▶ [TRECHO DO DOCUMENTO]:
____________________
Até o Natal, há muitas partidas a vencer com o Bourges. Muitas lições de Francês. Muitos treinos com o técnico Olivier Hirsch e com suas colegas.

"Semana passada, fui a Paris. É uma cidade maravilhosa, mas não tive tempo suficiente pra visitá-la e meu tornozelo estava dolorido, mas fui ao Arco do Triunfo e fiz compras."

"Geralmente vou ao cinema, porque é uma boa maneira de aprender Francês. Gosto de ler também e navegar na Internet. Meu maior problema é que já terminei os livros que trouxe do Brasil."

E depois do basquete, kelly?

"Gostaria de jogar mais 10 anos na Europa. Depois, me vejo no Brasil, com filhos e abrindo um salão de cabelereiros e uma loja de roupas onde se pudesse achar peças para mulheres altas (risos). E será uma boa oportunidade para uma festa, um longo churrasco, amigos e queijos e vinhos franceses."
____________________
▶ [LISTA DE ENTRADAS]:
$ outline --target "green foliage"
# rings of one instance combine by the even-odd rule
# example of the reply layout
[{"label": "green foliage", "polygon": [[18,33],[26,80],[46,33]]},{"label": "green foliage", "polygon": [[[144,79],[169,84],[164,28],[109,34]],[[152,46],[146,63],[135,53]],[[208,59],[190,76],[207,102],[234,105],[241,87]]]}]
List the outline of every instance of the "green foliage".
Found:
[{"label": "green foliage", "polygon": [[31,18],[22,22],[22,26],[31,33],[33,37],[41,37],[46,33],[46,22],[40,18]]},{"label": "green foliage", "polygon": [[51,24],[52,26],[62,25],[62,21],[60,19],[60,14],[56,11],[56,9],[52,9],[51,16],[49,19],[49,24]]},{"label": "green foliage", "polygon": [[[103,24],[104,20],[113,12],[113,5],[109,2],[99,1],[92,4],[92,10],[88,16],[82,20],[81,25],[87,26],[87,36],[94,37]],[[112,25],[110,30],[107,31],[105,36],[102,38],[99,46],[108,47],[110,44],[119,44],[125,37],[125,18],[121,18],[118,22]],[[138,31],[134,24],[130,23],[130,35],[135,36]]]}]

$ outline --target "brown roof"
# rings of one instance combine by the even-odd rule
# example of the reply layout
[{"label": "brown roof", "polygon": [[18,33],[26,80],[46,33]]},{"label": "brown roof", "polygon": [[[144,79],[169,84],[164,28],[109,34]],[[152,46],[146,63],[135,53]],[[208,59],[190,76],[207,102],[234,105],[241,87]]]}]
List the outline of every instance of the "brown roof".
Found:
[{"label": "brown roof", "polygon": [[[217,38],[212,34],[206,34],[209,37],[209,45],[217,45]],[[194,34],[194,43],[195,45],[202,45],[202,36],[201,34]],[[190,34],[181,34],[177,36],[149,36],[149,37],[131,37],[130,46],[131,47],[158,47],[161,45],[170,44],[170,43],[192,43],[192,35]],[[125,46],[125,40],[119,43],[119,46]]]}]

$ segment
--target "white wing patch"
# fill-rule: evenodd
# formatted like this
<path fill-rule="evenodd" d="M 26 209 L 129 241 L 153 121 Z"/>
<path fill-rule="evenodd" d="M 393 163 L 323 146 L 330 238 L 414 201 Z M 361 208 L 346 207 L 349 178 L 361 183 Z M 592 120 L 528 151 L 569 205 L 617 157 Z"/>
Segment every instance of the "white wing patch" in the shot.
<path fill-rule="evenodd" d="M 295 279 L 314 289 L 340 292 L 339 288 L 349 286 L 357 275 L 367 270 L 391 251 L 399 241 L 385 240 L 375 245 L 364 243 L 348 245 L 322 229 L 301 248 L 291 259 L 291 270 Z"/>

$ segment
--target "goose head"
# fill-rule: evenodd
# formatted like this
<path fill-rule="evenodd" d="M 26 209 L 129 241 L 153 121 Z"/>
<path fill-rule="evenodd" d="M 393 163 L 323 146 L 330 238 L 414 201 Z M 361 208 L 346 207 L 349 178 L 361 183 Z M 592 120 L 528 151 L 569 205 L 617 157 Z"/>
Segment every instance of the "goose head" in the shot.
____________________
▶ [TAREFAS]:
**1.** Segundo o trecho da entrevista, qual é o maior problema em relação aos livros?
**2.** Dê continuidade ao trecho da entrevista a partir do ponto em que ele termina.
As entradas não têm nenhuma relação com o trecho da entrevista.

▶ [RESPOSTAS]:
**1.** Já ter terminado os livros que trouxe do Brasil.

**2.**
EU AMO

Daniel, que me acompanha em Bourges e, por isso, tirou férias de 2 anos
Viajar, mesmo que eu não goste muito dos transportes
Queijo
Comer, porque sou gulosa
Pessoas simples e modestas, como as que eu tenho encontrado aqui
Pessoas engraçadas e de mente aberta


EU ODEIO

Café
Lavar pratos
Pessoas que não são simples
Pessoas mentirosas



Kelly em versão basquetebol

"Eu vou devagar, mas com certeza alcanço meu lugar"


São apenas 10 anos de jogo com a bola laranja, mas Kelly já mostrou uma ascenção tremenda na seleção brasileira e agora em Bourges, onde ela marca sua posição.

Como você começou no basquetebol?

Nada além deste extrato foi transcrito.